** Opening Selected excerpt block **

Finally, we’re in. We officially moved out of C’s shower last week, and into our own. As was the case the entire step of the way with this project, work came in spurts. I’ve had the door up for six weeks, but needed to finish the trim and do a little work on the tile in the curb. This took less than two hours total, and could have been done a month ago, but that’s how it goes. No matter now, we’re certainly enjoying it! I’ve even showered every day since we moved in, which is unheard of (yes, I occasionally skip days if I’m not feeling very dirty).
Mounting the door wasn’t too much of an engineering difficulty, but it will require at least one other helper. It’s one heavy piece of glass, and to keep it balanced and level while marking for pilot holes is nigh impossible for one person to do. This is a good installation walkthrough (with more pictures) if you don’t trust mine.
Assuming your door comes unassembled, you’ll need to mount the hinges first (easy). Then, carefully move it into the door frame of the shower, center it, then make sure it’s perfectly level on all sides. You’re fitting it into a (presumably) perfectly square hole, so if it’s not level, and opens slightly downward or at an angle, you’ll end up scraping a side somewhere, which is bad. And remember to make sure it swings the right way before you screw it in.

** Closing Selected excerpt block **
** Opening Records shown block **

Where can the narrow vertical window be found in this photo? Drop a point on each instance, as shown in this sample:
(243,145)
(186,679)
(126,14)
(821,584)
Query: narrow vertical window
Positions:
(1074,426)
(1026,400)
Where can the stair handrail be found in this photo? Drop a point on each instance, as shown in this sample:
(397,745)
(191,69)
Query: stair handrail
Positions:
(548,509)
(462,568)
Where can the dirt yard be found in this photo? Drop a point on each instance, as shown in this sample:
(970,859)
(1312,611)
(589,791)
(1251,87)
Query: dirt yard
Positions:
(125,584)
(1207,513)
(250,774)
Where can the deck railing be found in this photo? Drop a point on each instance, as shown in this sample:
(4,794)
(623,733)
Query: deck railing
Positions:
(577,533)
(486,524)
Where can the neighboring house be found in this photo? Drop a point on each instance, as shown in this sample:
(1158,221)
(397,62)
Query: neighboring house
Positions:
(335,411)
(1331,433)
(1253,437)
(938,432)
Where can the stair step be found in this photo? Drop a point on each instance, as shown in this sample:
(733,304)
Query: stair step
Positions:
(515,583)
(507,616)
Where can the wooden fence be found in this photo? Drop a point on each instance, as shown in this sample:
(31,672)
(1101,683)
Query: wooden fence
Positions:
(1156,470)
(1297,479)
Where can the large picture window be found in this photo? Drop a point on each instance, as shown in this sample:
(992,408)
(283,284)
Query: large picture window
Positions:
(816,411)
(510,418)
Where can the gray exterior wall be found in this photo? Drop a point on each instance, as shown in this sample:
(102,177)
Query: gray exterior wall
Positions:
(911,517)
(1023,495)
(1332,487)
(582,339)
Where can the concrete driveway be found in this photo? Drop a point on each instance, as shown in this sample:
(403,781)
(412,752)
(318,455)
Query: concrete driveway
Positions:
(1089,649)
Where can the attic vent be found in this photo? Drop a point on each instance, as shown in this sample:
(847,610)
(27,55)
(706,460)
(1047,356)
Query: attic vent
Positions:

** Closing Records shown block **

Try it:
Extend the post about finishing and installing the new shower door, picking up right after its final sentence.

Answer for the task:
When it’s level, mark each of the holes in the hinges, then take the door down. Since the door is so heavy, you need to drill through the tile and just into the wooden stud, which offers much more support. This is not a quick process, as it must be done slowly (took me a good hour-plus to drill eight holes; you’re really grinding the tile versus actually drilling into it). Get yourself a good 1/4″ tile bit (assuming you’re using a ceramic tile – if you’re drilling through glass, you’ll need a different bit) and a spray bottle full of water. Start slowly, and apply even pressure, but don’t push too hard. Spray the area frequently while you’re drilling to keep things cool. You’re generating a lot of heat through the friction, and overheating and/or pushing too hard on the tile may cause it to crack. Just be patient.
After the holes are all drilled, vacuum them out to remove any debris, and wipe the tile down. Most doors should come with plastic anchors – push those into the holes, cutting off anything that isn’t flush with the tile. You’re now ready to mount, at which point you’ll probably need your helper back. Have them hold the door steady and level again while you put a couple screws in (at least one in both the top and bottom hinges). Once the door is stable, you can put the rest of the screws in without help. And that’s really all there is to it.
I started this project last Labor Day, so it took a solid nine months, but I think we’d all agree it was worth it!